[Saved entries]
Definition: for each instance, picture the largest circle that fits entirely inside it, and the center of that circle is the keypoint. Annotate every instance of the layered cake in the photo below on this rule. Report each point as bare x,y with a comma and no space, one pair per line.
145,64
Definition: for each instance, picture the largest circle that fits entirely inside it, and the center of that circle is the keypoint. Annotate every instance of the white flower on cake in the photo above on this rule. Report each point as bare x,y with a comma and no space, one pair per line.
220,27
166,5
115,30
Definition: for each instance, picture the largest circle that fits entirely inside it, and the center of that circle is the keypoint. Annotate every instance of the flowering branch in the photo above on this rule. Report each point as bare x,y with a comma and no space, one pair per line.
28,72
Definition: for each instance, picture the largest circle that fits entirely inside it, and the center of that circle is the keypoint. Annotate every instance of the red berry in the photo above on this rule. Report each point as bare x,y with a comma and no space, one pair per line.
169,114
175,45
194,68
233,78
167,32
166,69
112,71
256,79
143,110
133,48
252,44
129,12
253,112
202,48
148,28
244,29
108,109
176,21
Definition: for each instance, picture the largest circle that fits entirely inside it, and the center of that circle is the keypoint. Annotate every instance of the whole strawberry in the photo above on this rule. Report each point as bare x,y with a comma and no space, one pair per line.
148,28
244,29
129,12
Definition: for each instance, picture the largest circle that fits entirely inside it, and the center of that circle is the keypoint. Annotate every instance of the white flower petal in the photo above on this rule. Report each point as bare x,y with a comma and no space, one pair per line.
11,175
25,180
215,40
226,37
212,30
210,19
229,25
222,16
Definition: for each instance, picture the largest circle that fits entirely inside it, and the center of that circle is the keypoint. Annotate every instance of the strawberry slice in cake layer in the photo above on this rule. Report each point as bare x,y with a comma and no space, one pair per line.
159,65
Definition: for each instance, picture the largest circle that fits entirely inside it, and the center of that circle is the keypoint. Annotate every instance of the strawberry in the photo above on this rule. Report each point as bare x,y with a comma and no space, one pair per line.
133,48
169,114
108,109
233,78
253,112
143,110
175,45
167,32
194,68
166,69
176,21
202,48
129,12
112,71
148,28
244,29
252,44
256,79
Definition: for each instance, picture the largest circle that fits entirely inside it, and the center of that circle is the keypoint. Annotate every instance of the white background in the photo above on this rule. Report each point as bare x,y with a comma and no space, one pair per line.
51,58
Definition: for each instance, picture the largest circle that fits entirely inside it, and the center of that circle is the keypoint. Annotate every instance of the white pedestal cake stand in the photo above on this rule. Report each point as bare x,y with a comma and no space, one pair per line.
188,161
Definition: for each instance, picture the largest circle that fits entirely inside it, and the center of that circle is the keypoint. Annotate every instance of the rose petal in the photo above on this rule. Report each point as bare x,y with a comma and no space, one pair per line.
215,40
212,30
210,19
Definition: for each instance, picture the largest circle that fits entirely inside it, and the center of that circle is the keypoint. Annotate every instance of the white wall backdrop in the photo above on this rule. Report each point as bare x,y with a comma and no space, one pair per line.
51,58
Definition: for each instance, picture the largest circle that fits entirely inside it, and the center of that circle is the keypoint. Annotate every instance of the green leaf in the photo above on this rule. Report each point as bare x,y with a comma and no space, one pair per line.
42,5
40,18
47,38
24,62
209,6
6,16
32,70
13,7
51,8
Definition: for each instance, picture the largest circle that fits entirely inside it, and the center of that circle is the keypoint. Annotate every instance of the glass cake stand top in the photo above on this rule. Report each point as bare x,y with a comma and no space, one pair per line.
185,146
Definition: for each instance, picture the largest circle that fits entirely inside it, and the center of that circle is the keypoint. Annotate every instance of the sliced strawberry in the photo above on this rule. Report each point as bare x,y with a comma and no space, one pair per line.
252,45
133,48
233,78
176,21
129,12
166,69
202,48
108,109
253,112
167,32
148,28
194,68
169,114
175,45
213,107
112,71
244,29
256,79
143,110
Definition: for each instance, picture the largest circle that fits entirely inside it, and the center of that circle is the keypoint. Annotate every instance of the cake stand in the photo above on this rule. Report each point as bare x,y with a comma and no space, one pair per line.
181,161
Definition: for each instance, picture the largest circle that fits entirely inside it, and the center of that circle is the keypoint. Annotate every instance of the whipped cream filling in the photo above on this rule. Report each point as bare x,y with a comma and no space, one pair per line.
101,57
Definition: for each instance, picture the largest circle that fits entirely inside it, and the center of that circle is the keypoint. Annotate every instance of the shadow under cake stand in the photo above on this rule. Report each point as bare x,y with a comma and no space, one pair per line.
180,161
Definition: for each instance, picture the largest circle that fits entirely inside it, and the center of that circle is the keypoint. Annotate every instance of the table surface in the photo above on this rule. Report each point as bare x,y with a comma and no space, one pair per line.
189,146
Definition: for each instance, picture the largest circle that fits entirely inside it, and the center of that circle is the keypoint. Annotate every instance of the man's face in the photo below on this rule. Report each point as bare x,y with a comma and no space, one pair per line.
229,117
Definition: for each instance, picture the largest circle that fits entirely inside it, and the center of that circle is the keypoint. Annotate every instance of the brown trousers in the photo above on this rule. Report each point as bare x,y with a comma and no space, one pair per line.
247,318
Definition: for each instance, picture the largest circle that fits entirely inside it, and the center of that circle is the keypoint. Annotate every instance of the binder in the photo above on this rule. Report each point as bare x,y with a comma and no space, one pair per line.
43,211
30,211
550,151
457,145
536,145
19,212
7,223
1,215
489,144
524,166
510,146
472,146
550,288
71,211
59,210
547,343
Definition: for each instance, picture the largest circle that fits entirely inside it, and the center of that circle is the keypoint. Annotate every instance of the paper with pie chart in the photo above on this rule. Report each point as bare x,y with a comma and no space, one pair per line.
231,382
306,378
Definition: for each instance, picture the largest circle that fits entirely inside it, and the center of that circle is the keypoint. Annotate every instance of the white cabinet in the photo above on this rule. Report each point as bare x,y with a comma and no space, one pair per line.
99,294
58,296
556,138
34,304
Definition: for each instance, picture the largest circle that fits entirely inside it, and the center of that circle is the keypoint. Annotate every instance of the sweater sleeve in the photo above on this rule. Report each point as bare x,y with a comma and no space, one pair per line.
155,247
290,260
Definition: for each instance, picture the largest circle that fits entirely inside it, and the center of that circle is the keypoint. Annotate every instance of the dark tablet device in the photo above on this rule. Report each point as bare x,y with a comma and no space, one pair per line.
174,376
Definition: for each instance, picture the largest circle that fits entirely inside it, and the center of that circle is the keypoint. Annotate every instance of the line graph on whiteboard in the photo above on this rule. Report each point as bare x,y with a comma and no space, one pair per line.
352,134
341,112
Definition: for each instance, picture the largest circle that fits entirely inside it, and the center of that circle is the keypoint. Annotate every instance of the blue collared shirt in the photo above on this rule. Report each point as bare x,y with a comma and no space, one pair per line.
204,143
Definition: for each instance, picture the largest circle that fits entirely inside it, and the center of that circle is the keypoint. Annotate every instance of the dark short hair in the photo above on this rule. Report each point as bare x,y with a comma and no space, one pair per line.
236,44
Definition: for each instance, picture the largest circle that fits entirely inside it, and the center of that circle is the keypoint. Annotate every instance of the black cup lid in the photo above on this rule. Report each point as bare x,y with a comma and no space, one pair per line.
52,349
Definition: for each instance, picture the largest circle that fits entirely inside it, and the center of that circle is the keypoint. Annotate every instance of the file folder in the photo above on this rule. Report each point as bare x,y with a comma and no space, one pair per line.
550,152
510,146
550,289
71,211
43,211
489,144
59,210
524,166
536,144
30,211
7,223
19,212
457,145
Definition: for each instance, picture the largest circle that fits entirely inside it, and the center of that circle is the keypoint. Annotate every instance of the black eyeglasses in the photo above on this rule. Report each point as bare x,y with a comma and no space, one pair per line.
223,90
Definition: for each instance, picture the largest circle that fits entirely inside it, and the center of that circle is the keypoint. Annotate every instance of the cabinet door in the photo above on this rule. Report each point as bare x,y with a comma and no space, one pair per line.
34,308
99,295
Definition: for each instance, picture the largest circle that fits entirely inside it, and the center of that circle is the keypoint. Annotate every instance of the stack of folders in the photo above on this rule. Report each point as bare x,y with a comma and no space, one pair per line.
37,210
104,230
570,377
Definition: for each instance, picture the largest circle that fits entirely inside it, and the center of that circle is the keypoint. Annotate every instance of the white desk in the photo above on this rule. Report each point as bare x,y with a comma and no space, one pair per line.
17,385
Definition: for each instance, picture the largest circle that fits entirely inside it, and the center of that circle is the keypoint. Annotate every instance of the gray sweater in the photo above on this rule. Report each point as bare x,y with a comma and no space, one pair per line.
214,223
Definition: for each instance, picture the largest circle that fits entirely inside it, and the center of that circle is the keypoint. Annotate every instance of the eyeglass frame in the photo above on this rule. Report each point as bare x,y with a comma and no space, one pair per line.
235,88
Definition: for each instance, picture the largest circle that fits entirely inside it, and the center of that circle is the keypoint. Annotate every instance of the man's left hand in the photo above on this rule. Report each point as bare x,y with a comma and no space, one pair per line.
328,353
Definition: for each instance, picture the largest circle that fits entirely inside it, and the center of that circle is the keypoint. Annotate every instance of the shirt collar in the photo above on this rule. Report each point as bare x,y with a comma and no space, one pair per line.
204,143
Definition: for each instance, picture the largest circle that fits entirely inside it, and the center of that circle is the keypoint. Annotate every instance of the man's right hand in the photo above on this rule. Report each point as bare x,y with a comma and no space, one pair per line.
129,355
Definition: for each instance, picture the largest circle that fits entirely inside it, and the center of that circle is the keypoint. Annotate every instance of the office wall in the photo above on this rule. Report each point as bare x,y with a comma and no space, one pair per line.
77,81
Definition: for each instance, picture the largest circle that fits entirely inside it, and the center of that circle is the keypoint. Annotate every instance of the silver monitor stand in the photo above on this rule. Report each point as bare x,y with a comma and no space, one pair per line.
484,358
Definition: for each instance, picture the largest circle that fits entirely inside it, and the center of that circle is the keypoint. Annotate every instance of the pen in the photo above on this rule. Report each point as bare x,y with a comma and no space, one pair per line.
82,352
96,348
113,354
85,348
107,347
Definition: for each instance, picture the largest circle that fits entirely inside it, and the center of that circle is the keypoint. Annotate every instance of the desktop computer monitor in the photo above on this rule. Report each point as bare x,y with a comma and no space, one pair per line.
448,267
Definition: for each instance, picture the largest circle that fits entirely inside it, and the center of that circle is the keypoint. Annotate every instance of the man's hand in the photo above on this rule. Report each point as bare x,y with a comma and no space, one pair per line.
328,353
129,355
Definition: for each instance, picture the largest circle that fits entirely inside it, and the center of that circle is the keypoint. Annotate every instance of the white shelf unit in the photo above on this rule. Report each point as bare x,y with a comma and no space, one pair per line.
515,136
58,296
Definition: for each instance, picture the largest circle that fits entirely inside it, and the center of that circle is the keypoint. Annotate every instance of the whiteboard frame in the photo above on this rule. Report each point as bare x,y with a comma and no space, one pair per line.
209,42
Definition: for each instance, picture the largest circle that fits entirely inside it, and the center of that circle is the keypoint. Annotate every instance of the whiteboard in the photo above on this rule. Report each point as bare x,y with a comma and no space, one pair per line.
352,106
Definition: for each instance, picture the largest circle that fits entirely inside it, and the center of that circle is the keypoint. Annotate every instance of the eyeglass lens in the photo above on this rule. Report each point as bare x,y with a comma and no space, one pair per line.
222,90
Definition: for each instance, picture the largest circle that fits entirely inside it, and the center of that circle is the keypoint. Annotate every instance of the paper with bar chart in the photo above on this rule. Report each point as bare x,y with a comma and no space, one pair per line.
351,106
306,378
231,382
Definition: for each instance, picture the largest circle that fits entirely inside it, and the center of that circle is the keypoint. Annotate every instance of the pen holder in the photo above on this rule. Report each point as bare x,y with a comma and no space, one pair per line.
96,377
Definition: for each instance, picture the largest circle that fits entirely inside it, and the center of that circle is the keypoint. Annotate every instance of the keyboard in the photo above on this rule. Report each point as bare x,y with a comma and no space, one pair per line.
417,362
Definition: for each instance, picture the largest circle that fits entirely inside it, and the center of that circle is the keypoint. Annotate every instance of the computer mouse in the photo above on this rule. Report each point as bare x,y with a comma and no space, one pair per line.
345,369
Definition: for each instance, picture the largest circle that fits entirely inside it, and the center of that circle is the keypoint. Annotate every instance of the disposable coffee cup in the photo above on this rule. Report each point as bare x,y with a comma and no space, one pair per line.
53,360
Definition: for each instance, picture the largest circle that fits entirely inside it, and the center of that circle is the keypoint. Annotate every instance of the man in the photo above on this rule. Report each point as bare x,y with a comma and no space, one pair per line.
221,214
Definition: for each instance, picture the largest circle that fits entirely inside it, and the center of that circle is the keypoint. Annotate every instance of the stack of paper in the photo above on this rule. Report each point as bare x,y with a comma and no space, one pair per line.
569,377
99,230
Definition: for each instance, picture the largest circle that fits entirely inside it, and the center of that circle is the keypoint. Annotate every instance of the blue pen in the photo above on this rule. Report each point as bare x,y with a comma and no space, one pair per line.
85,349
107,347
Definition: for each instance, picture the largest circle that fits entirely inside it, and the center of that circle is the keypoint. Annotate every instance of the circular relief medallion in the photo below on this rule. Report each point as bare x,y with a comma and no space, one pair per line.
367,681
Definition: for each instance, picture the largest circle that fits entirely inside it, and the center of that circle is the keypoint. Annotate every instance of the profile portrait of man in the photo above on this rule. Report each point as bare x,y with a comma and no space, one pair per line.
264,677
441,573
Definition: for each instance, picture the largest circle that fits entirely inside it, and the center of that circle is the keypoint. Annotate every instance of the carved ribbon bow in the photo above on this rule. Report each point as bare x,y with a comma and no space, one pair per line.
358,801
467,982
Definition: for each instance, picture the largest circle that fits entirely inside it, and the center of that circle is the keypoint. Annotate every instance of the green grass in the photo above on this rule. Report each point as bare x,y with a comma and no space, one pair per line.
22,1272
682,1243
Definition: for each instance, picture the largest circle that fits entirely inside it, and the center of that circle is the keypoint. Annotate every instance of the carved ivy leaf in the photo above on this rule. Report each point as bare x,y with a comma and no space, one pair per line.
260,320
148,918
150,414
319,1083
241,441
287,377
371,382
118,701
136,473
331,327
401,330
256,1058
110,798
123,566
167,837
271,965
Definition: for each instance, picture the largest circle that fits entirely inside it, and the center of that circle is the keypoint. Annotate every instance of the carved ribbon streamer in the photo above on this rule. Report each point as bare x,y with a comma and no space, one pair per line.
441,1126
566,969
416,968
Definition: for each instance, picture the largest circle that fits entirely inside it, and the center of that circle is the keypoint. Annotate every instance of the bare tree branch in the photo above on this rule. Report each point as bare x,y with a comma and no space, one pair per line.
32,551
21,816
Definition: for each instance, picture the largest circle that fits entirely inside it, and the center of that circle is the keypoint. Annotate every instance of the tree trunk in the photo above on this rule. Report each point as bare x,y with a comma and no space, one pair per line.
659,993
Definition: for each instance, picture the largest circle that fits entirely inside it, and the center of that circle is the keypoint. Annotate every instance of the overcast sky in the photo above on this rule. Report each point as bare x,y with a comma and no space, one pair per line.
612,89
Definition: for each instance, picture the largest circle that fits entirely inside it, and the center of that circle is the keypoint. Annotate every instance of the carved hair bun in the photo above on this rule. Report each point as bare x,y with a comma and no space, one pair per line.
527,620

**Aim of the task**
Exact copies of the lines from the one holding "of the tree" to the end of the entries are all that should be written.

**Answer space**
Definition: for each instance, picture the largest circle that fits entirely inside it, and the center of that circle is the keypoint. Annotate every instance of the tree trunk in the photo above on this rule. Report each point as bare x,y with a comma and no space, one pair per line.
659,993
Definition: for each instance, picture the largest circle that fits entirely inside it, and the center of that circle is the keypoint. Annotate every instance of the overcast sky in the photo above on this rule. Report each point as bare x,y with a comma and no space, one pair per line.
612,89
Definition: for each instance, picture the largest circle that fits entirely inside it, and the center of that circle is the keypoint. Annotate every instance of the carved hair bun in the photo above on this rule. Report each point as bare x,y with a comma and no space, one pair per line.
527,620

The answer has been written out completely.